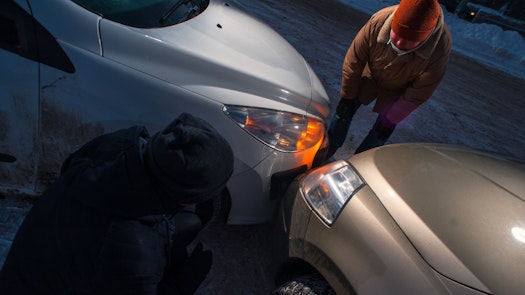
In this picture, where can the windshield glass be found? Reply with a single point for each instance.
(146, 13)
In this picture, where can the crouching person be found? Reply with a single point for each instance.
(114, 222)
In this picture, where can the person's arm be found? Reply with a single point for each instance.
(355, 61)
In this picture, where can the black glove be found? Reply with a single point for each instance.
(188, 275)
(346, 108)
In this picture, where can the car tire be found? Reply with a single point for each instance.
(310, 284)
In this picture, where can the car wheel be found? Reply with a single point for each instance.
(310, 284)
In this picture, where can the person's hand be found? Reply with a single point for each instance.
(347, 107)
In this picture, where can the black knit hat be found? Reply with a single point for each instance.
(190, 160)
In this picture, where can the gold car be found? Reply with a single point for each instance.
(405, 219)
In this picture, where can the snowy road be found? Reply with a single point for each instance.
(474, 106)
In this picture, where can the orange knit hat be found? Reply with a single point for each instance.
(414, 20)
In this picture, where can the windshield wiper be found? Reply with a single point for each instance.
(172, 10)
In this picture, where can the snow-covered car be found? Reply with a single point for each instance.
(73, 69)
(405, 219)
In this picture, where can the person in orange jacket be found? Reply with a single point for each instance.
(398, 59)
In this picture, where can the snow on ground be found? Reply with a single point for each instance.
(486, 43)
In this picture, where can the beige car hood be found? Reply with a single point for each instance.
(463, 211)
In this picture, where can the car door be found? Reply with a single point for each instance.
(25, 46)
(18, 97)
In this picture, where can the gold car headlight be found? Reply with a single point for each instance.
(328, 188)
(284, 131)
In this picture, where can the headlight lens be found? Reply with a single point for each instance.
(284, 131)
(328, 188)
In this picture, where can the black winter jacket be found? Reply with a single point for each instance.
(100, 229)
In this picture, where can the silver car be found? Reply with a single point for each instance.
(405, 219)
(73, 69)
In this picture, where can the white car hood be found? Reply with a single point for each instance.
(222, 53)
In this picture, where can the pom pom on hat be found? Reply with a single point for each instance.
(190, 160)
(414, 20)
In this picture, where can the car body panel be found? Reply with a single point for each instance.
(456, 206)
(431, 219)
(125, 76)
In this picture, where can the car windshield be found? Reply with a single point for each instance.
(146, 13)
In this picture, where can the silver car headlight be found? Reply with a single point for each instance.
(328, 188)
(284, 131)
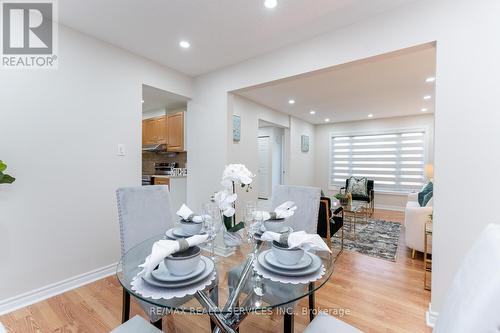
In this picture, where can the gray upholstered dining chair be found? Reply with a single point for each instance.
(143, 212)
(307, 200)
(472, 303)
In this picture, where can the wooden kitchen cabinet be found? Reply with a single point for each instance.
(167, 130)
(161, 181)
(162, 130)
(175, 131)
(155, 131)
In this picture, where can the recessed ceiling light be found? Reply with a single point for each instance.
(270, 4)
(184, 44)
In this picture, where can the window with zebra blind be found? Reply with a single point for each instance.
(395, 161)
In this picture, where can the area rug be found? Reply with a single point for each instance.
(377, 238)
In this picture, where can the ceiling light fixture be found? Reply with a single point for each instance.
(184, 44)
(270, 4)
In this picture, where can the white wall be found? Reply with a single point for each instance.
(301, 164)
(246, 150)
(466, 107)
(276, 139)
(298, 172)
(323, 133)
(59, 131)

........

◆ **Task description**
Exclude every image and return the material above exactly.

◆ **Result**
In this picture, where can the windshield glass be found? Reply with a single point for each instance.
(146, 13)
In this picture, where can the crouching person be found? Reply with a single point for each instance.
(114, 222)
In this picture, where can the person's arm be found? Reply with a single point for each instance.
(355, 61)
In this picture, where can the black glove be found? Reply with a single point for each instance.
(188, 275)
(346, 108)
In this picture, where can the car tire be found? Reply with a single point for each instance.
(310, 284)
In this picture, where can the car wheel be found? Reply with a single point for each instance.
(310, 284)
In this picture, where can the person's hand be found? Reply with a single point for each instance.
(347, 107)
In this picture, where can the black knit hat be found? Reply with a single point for each instance.
(190, 160)
In this picture, where can the gold car be found? Reply with a single point for each instance.
(405, 219)
In this picture, where can the snowy road be found? Reply with a single point for each instance.
(474, 106)
In this picture, where can the orange knit hat be found? Reply with a single point for each instance.
(414, 20)
In this picture, where can the windshield wiper be found? Reply with a single point for each instance.
(172, 10)
In this picture, where can the snow-covered car be found? Reply with a single point for each instance.
(73, 69)
(405, 219)
In this picture, where can the person in orange jacket be found? Reply with a single point for each instance.
(398, 59)
In this picture, where can the snow on ground be found? Reply with a single point for each instance.
(486, 43)
In this picture, where can the beige car hood be found? Reply with a single point for each instance.
(463, 211)
In this picture, where can the car door be found? Reply with a single point for each instance.
(25, 46)
(18, 97)
In this picture, where can the gold car headlight be found? Reply with a single point for each instance.
(328, 188)
(284, 131)
In this picture, where can the headlight lens be found? Reply with a single point for each instance.
(284, 131)
(328, 188)
In this picture, where can the black winter jacket be found? Reply with a single point for each instance.
(100, 229)
In this picture, where can the silver car be found? Reply with a single point for each instance.
(405, 219)
(73, 69)
In this picture, where can the white car hood be found? Reply with a single point for each instance.
(222, 53)
In this picture, where can the pom pom on hat be found? Reply with a single point for each instance.
(190, 160)
(414, 20)
In this picture, where can the car body panel be found? Reply with a single point for each instance.
(456, 206)
(431, 219)
(125, 76)
In this picture, where can the car windshield be found? Reply with a single point for each instance.
(146, 13)
In this picture, where can the silver car headlight be found? Reply with a single point for each instance.
(328, 188)
(284, 131)
In this picture, where can the gray upholstered dining chair be found? Reply with a single point for each instance.
(143, 212)
(307, 200)
(472, 303)
In this picture, where can the wooden kitchen cabinet be found? Reply with a single point for each instance.
(167, 130)
(161, 181)
(162, 130)
(175, 131)
(155, 131)
In this picture, where can the recessed ceiling light be found? Reply with a single point for each instance.
(270, 4)
(184, 44)
In this picture, where can the window with zebra blind be found? Reply with a single point for each instance.
(395, 161)
In this picture, where can the area rug be found? Reply with a single point for each instance.
(377, 238)
In this picture, where can the ceiling light fixture be found? Reply with a single point for each instance.
(184, 44)
(270, 4)
In this picture, where can the white wall be found? Reply with a single point for each instance.
(301, 164)
(246, 150)
(466, 107)
(276, 139)
(298, 172)
(323, 133)
(59, 131)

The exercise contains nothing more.